[Opening Supplied passage section]

The COLA is based on how much the CPI-W changes in the third quarter of the year — July, August and September — from the same period the previous year. The 2027 COLA will be announced on Oct. 14, after the BLS releases September inflation data, and it takes effect with the payments beneficiaries receive in January.
This is the first time AARP has announced a COLA forecast ahead of the third-quarter inflation reports.
Rich Johnson, vice president for financial security at the AARP Public Policy Institute, notes that many older adults rely on Social Security for the bulk of their income. He says the AARP COLA forecast is intended to help them map out their 2027 finances.
“Family budgets have been under increasing pressure because of rising prices,” Johnson says. “The sooner that we can give them reliable information as to how much their benefits might [increase next year], the sooner they can start planning.”
What’s driving higher prices
The average monthly Social Security benefit for a retiree in June was about $2,084, so a 3.6 percent COLA would bump that up by $75. The average monthly benefit for a surviving spouse ($1,931) would rise by about $70, and Social Security Disability Insurance for the average worker with a disability ($1,635) would increase by about $59 a month.
The CPI-W is a measure of changes in prices for a selection of goods and services, including food, energy and medical care. It is a subset of the government’s main inflation gauge, the Consumer Price Index for All Urban Consumers (CPI-U), which covers a broader range of consumers. The CPI-U also rose 3.5 percent year-over-year in June, after climbing 4.2 percent year-over-year ending in May — the biggest jump in three years.

[Closing Supplied passage section]

Task requirements
1: In the Social Security COLA article, write out the part that opens with the words containing "What’s driving higher" and closes with "about $59 a month.", substituting "widowed spouse" for "surviving spouse".
2: Render this sentence from the Social Security COLA article in Spanish: "This is the first time AARP has announced a COLA forecast ahead of the third-quarter inflation reports."
3: Pick up the Social Security COLA article after its last sentence and write the next part.

[Opening Stored data section]

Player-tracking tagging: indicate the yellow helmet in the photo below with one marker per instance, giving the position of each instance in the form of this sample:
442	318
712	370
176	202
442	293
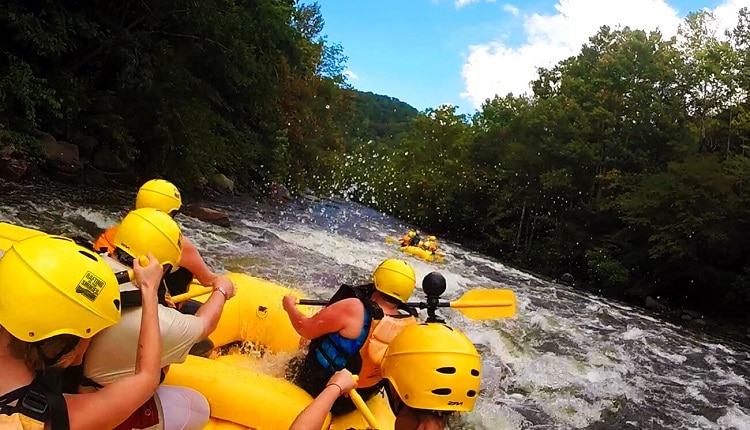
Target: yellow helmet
159	194
432	366
395	278
150	230
50	286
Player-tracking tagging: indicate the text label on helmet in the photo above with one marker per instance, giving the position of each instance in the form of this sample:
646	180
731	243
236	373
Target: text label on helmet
90	286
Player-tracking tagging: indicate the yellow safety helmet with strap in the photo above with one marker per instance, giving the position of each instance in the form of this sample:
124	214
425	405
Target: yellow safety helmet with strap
159	194
432	366
51	286
395	278
149	230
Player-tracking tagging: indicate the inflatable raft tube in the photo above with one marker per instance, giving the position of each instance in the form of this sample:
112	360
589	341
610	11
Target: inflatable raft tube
242	398
422	253
256	315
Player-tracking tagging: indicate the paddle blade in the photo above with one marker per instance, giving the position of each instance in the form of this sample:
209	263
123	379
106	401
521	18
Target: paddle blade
486	304
10	234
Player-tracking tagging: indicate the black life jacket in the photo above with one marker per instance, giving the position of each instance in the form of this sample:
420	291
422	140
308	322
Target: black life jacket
327	347
41	400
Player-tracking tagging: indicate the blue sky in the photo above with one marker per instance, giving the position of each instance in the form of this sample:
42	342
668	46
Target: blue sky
430	52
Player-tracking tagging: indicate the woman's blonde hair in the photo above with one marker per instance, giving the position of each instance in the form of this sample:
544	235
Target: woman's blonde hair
43	354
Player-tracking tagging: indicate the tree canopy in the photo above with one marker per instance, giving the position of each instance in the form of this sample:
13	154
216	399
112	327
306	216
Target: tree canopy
626	166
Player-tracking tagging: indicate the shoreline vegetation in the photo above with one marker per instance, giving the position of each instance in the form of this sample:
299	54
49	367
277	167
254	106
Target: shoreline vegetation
627	166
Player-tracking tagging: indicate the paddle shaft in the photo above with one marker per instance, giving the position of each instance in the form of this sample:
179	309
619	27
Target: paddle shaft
314	302
475	304
192	294
362	407
128	275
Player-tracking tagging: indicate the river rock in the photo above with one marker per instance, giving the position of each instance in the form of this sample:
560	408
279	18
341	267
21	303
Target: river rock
106	160
13	166
61	156
213	216
567	279
279	193
652	303
691	314
222	184
86	145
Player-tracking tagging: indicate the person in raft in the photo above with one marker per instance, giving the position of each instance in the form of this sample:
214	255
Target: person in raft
406	240
432	373
353	331
164	196
54	296
109	357
430	244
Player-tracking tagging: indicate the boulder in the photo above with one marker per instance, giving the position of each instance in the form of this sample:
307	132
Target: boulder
105	159
61	156
567	279
213	216
652	303
222	184
86	145
279	193
12	164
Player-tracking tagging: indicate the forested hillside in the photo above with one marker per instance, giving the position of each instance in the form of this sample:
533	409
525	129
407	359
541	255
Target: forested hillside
627	166
182	89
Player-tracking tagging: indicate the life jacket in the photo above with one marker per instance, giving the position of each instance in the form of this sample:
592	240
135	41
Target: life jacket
72	376
106	241
380	336
334	352
361	356
36	404
177	282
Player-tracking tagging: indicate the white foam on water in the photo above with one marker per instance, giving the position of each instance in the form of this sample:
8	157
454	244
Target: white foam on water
567	360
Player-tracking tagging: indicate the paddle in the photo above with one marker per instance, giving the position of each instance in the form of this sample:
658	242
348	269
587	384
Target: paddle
192	294
362	407
482	304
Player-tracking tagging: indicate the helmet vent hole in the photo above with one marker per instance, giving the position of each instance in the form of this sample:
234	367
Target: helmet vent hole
87	255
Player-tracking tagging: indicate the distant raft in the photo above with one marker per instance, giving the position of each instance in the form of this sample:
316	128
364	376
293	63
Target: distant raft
422	253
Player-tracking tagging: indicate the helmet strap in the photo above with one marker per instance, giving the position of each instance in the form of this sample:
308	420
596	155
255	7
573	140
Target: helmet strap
51	361
123	257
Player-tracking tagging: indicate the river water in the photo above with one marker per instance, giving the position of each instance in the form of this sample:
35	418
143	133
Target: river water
567	360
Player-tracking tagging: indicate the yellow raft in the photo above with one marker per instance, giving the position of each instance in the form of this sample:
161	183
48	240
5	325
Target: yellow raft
239	396
422	253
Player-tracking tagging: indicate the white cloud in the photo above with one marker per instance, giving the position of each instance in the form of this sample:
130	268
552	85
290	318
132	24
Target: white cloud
497	68
462	3
511	9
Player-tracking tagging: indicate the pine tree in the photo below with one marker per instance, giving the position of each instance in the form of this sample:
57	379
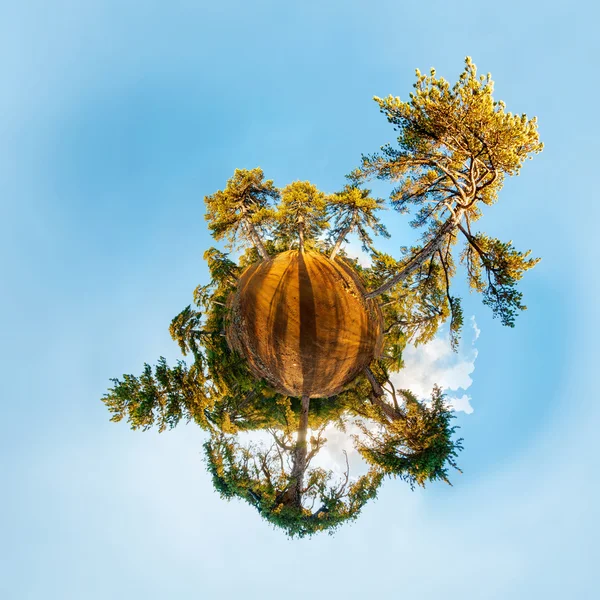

[Closing Stored data section]

Outputs by task
1:
What’s driving higher prices
The average monthly Social Security benefit for a retiree in June was about $2,084, so a 3.6 percent COLA would bump that up by $75. The average monthly benefit for a widowed spouse ($1,931) would rise by about $70, and Social Security Disability Insurance for the average worker with a disability ($1,635) would increase by about $59 a month.

2: Es la primera vez que AARP anuncia un pronóstico del COLA antes de los informes de inflación del tercer trimestre.

3:
The recent growth in consumer prices is largely due to tariffs and the spike in energy prices stemming from the conflict in Iran, effects of which are “rippling through the economy,” says Indivar Dutta-Gupta, a distinguished visiting fellow with the National Academy of Social Insurance.
“Older Americans are feeling inflation most acutely in groceries, energy, housing and health care — areas where those on fixed incomes have little room to adjust to and absorb costs,” he says.
Johnson cautions that inflation trends could change, and the AARP COLA forecast is “our best guess based on expert analysis.” It’s based on the CPI-W data from October 2025 through June 2026 and the Federal Reserve Bank of Cleveland’s inflation projections for July, August and September.
“This is not set in stone,” Johnson says.
COLA through the years
Social Security payments have been automatically adjusted for inflation annually since 1975, under legislation passed by Congress three years earlier with strong support from AARP. The biggest COLA to date came in 1980, when inflation increased payments by 14.3 percent.
The 2026 COLA, which took effect in January, was 2.8 percent. It increased the average monthly benefit for a retired worker by about $56, from $2,015 to $2,071, according to Social Security Administration estimates.
From 2001 through 2025, the COLA averaged about 2.6 percent. If there is no inflation in a given year, there’s no COLA the next year. That was the case in 2010, 2011 and 2016.
Benefit increases can lag behind inflation during periods of price volatility, leaving some Social Security recipients struggling to make ends meet. For example, beneficiaries temporarily lost buying power in 2021, when the 1.3 percent COLA, based on low inflation in 2020, was quickly followed by surging prices during the COVID-19 pandemic.
That pattern repeated in 2022, when Social Security payments increased by 5.9 percent, but inflation reached a 9 percent peak. The following year’s COLA of 8.7 percent helped beneficiaries catch up.
Johnson says the COLA has outsize significance for retirees, for whom Social Security is often the only source of income that’s protected against inflation. “It’s one of the most important features of Social Security,” he says.